Brief:
Transcribe the listing below exactly, leaving nothing out.

Extracted information:
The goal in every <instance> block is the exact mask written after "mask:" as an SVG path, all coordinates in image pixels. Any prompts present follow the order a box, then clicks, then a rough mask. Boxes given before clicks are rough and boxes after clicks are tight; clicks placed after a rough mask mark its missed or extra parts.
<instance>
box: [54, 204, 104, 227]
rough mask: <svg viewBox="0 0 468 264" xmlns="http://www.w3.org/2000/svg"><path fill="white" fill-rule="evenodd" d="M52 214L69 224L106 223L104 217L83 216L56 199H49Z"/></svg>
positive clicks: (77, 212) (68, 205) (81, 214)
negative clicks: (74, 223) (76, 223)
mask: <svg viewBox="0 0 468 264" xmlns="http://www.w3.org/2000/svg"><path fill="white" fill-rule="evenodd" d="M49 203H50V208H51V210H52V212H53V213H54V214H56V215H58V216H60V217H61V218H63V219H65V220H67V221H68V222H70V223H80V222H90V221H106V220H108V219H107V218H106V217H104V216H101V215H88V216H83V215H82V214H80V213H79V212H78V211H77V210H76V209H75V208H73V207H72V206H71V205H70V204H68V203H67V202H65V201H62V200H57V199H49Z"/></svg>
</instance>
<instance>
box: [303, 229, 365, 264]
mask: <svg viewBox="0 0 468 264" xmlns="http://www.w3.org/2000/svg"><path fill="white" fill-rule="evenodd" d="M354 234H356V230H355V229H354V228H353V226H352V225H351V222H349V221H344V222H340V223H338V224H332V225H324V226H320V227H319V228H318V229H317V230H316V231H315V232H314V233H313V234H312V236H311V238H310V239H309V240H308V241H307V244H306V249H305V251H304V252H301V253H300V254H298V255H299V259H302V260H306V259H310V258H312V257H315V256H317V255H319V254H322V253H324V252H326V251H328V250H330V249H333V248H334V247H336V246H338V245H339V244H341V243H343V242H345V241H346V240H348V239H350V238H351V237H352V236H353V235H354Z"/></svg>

Task answer:
The goal in every <instance> block is the exact mask written after "mask:" as an SVG path, all coordinates in image pixels. Any prompts present follow the order a box, then clicks, then a rough mask. Boxes given before clicks are rough and boxes after clicks are tight; clicks placed after a rough mask mark its missed or extra parts.
<instance>
box: [54, 204, 104, 227]
rough mask: <svg viewBox="0 0 468 264" xmlns="http://www.w3.org/2000/svg"><path fill="white" fill-rule="evenodd" d="M52 214L69 224L106 223L104 217L83 216L56 199H49Z"/></svg>
positive clicks: (77, 212) (68, 205) (81, 214)
negative clicks: (74, 223) (76, 223)
mask: <svg viewBox="0 0 468 264" xmlns="http://www.w3.org/2000/svg"><path fill="white" fill-rule="evenodd" d="M49 203H50V208H51V210H52V212H53V213H54V214H56V215H58V216H60V217H61V218H63V219H65V220H67V221H68V222H70V223H80V222H90V221H106V220H108V219H107V218H106V217H104V216H101V215H88V216H83V215H82V214H80V213H79V212H78V211H77V210H76V209H75V208H73V207H72V206H71V205H70V204H68V203H67V202H65V201H62V200H57V199H49Z"/></svg>
</instance>
<instance>
box: [303, 229, 365, 264]
mask: <svg viewBox="0 0 468 264" xmlns="http://www.w3.org/2000/svg"><path fill="white" fill-rule="evenodd" d="M354 234H356V230H355V229H354V228H353V226H352V225H351V222H349V221H344V222H340V223H338V224H332V225H324V226H320V227H319V228H318V229H317V230H316V231H315V232H314V233H313V234H312V236H311V238H310V239H309V240H308V241H307V244H306V249H305V251H304V252H301V253H300V254H298V255H299V259H302V260H306V259H310V258H312V257H315V256H317V255H319V254H322V253H324V252H326V251H328V250H330V249H333V248H334V247H336V246H338V245H339V244H341V243H343V242H345V241H346V240H348V239H350V238H351V237H352V236H353V235H354Z"/></svg>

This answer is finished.